**Work item:**
With images excluded, write out each entry below exactly as given.

**Excerpted records:**

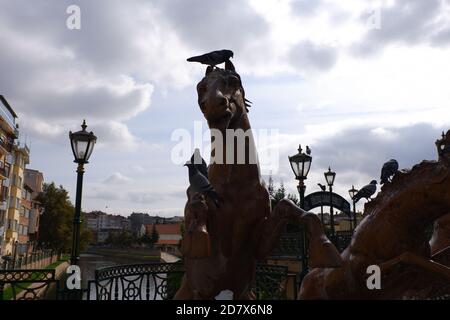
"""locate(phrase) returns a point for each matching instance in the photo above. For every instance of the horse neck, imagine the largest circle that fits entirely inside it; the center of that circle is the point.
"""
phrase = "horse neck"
(414, 200)
(232, 171)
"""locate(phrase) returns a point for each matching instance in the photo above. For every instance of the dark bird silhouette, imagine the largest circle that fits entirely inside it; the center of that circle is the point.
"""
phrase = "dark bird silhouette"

**Solution for this task:**
"""locate(phrase) returns a point for each matching instance in the photo above. For every instance of the horse neck, imagine the largest circle that fits entirely inside it; the center of that circle is the point.
"""
phrase = "horse neck"
(414, 200)
(232, 171)
"""locate(phrase) returns a point for each matching instance in the photo above. For every instance of the dark bird silhouette, imagine the largest circle that fits entirely inside it; the center of that circle is the point.
"""
phrase = "dark bird silhouette"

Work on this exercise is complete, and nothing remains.